■ **Exercise aim**
When a line of the material has the word "channel" in it, copy that line.

----- Record excerpts

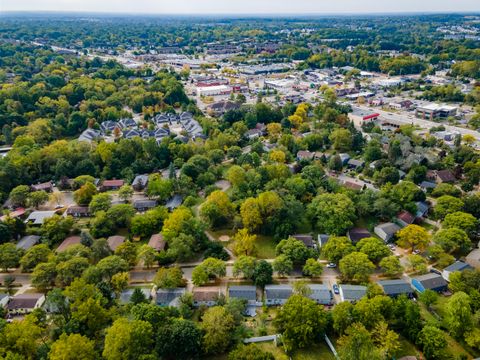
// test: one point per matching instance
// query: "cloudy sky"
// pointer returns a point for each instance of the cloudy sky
(242, 6)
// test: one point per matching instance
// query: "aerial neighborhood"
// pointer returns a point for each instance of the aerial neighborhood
(241, 189)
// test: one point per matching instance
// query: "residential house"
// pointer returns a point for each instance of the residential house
(394, 288)
(307, 239)
(78, 211)
(69, 241)
(322, 239)
(27, 242)
(108, 185)
(169, 297)
(352, 293)
(245, 292)
(90, 135)
(456, 266)
(206, 296)
(355, 164)
(48, 187)
(38, 217)
(357, 234)
(157, 242)
(140, 182)
(444, 176)
(473, 258)
(144, 205)
(277, 294)
(4, 298)
(422, 209)
(321, 294)
(115, 241)
(404, 218)
(430, 281)
(386, 231)
(174, 202)
(126, 295)
(25, 303)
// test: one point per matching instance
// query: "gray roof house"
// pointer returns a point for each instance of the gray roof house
(386, 231)
(277, 294)
(27, 242)
(247, 292)
(169, 297)
(456, 266)
(321, 294)
(397, 287)
(126, 295)
(352, 293)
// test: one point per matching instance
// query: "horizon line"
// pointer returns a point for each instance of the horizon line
(211, 14)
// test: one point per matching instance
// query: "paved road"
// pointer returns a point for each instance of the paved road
(410, 119)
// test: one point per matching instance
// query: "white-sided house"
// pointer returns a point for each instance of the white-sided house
(386, 231)
(277, 294)
(25, 303)
(456, 266)
(352, 293)
(206, 296)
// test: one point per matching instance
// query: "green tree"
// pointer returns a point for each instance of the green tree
(56, 228)
(263, 273)
(249, 352)
(73, 347)
(84, 195)
(447, 204)
(128, 339)
(169, 278)
(125, 192)
(356, 266)
(217, 325)
(414, 237)
(433, 342)
(332, 213)
(465, 221)
(312, 268)
(452, 239)
(244, 265)
(357, 344)
(19, 195)
(391, 266)
(9, 256)
(100, 202)
(458, 314)
(337, 247)
(217, 209)
(38, 198)
(282, 265)
(180, 339)
(301, 321)
(374, 248)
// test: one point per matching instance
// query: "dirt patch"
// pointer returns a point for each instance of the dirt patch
(224, 238)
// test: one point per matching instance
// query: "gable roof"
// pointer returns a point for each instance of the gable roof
(395, 287)
(431, 281)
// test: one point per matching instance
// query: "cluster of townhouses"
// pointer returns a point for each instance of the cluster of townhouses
(182, 125)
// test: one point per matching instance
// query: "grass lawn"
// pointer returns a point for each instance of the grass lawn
(266, 247)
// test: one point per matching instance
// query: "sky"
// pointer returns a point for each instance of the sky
(242, 6)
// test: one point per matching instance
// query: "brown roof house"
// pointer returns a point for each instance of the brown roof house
(442, 176)
(207, 296)
(115, 241)
(70, 241)
(157, 242)
(111, 185)
(25, 303)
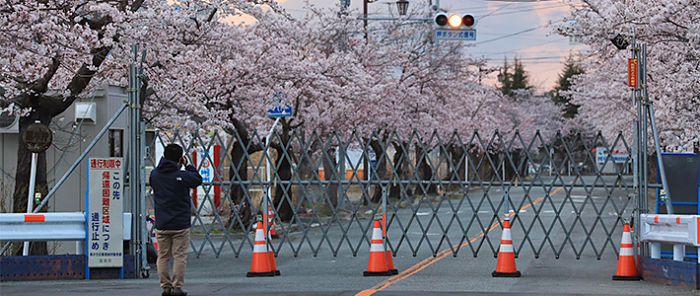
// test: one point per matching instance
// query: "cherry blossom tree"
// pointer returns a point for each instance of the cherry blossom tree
(54, 52)
(671, 30)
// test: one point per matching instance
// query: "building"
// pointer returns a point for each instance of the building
(73, 131)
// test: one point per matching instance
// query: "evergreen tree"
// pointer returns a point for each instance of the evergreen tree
(505, 79)
(517, 80)
(569, 109)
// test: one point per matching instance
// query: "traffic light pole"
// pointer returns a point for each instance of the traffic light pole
(645, 109)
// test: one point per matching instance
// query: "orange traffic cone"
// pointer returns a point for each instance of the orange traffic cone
(389, 259)
(271, 222)
(390, 263)
(377, 265)
(271, 258)
(506, 256)
(626, 268)
(260, 266)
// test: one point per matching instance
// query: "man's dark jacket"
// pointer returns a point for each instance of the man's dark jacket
(171, 194)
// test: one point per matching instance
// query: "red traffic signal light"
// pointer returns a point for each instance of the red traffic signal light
(440, 19)
(468, 20)
(454, 21)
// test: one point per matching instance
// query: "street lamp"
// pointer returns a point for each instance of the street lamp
(402, 6)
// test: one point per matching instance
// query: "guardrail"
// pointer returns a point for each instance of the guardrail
(50, 227)
(679, 230)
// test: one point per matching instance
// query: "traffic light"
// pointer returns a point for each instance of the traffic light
(454, 21)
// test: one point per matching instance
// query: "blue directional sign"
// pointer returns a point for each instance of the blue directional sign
(452, 34)
(279, 108)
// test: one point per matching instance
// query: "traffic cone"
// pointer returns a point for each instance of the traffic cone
(260, 266)
(271, 222)
(390, 262)
(506, 256)
(273, 264)
(377, 265)
(626, 268)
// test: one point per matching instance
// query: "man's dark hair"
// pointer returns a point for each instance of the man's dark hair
(173, 152)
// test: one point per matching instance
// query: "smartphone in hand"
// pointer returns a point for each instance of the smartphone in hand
(183, 161)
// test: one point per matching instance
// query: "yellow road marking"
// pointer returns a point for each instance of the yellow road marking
(442, 254)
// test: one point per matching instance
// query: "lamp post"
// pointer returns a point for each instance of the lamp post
(401, 6)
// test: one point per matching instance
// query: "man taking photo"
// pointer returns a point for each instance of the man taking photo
(171, 197)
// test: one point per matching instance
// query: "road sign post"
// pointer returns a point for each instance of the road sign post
(278, 109)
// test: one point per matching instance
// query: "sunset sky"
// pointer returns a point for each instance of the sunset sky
(504, 29)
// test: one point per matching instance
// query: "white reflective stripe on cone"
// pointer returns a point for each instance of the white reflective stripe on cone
(261, 248)
(259, 236)
(377, 248)
(626, 238)
(626, 252)
(506, 248)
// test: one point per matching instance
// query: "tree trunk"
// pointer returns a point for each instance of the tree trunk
(381, 171)
(330, 172)
(238, 190)
(425, 171)
(401, 159)
(455, 156)
(241, 148)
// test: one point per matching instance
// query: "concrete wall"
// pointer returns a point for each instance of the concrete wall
(70, 139)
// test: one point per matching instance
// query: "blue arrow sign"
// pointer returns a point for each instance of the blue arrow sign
(278, 108)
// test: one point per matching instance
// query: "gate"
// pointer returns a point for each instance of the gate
(566, 194)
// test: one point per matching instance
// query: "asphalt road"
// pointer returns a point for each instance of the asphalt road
(422, 274)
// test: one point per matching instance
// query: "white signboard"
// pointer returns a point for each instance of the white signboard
(104, 212)
(602, 156)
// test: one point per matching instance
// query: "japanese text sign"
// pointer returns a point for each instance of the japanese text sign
(632, 70)
(104, 212)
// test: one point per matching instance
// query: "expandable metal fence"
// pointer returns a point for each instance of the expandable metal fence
(436, 193)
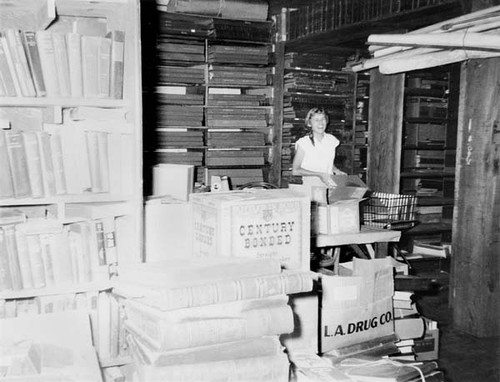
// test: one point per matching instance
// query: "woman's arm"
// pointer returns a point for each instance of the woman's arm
(298, 170)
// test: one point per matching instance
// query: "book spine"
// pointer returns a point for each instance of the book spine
(5, 276)
(168, 335)
(6, 180)
(265, 368)
(18, 163)
(12, 255)
(20, 62)
(104, 67)
(36, 262)
(49, 182)
(117, 64)
(58, 164)
(48, 61)
(33, 159)
(10, 82)
(33, 56)
(232, 290)
(90, 58)
(74, 45)
(62, 63)
(24, 260)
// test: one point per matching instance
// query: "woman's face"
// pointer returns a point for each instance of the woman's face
(318, 123)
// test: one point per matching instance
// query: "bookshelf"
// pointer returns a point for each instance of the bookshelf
(316, 80)
(360, 137)
(70, 158)
(209, 99)
(428, 149)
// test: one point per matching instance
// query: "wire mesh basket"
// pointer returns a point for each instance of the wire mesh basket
(391, 211)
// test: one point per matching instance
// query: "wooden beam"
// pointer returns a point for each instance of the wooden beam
(453, 40)
(385, 133)
(475, 282)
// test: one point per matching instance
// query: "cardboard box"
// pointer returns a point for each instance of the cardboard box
(175, 180)
(357, 308)
(253, 223)
(348, 187)
(340, 217)
(427, 347)
(167, 229)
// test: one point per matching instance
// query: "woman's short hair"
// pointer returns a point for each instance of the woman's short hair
(314, 111)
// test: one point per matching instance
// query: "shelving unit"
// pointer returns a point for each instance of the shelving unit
(228, 68)
(429, 148)
(65, 152)
(318, 82)
(360, 139)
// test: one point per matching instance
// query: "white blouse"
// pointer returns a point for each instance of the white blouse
(320, 156)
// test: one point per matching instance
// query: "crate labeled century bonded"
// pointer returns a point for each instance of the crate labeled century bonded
(252, 223)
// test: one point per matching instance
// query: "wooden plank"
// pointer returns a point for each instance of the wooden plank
(385, 133)
(475, 283)
(274, 176)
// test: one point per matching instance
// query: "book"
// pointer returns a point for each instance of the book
(34, 162)
(104, 67)
(210, 324)
(47, 166)
(62, 64)
(74, 48)
(273, 368)
(14, 269)
(5, 277)
(35, 65)
(218, 292)
(48, 62)
(409, 327)
(252, 347)
(18, 163)
(90, 65)
(20, 61)
(7, 76)
(386, 371)
(6, 178)
(23, 257)
(196, 271)
(117, 63)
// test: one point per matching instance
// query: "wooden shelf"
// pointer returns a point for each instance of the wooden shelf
(56, 290)
(426, 174)
(429, 228)
(419, 92)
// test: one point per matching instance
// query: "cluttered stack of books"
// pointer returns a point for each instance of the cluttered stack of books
(209, 319)
(316, 80)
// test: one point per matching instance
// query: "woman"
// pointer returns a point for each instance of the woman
(315, 152)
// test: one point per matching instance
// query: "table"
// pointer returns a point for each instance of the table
(367, 236)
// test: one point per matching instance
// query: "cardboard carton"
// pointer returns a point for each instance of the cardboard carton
(357, 308)
(253, 223)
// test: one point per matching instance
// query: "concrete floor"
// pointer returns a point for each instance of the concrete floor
(463, 357)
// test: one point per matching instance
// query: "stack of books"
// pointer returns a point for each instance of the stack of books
(234, 157)
(418, 335)
(209, 319)
(180, 156)
(179, 115)
(178, 138)
(236, 118)
(258, 31)
(238, 54)
(184, 52)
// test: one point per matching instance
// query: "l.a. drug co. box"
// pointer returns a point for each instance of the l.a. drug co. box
(252, 223)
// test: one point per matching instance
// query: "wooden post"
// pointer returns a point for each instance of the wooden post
(475, 282)
(274, 176)
(385, 133)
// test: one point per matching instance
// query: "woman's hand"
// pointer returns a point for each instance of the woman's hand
(327, 179)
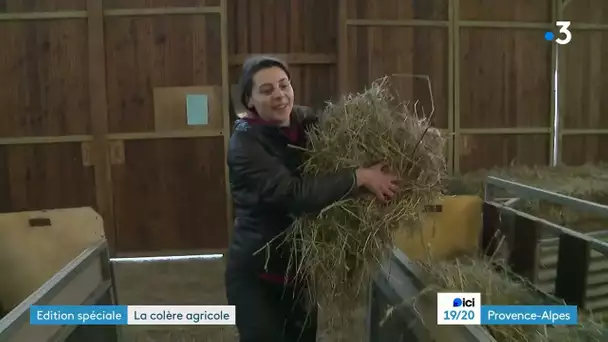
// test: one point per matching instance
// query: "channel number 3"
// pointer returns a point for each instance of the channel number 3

----------

■ **Task answer**
// query: "channel number 3"
// pointer returns a point for each instance of the channel number 3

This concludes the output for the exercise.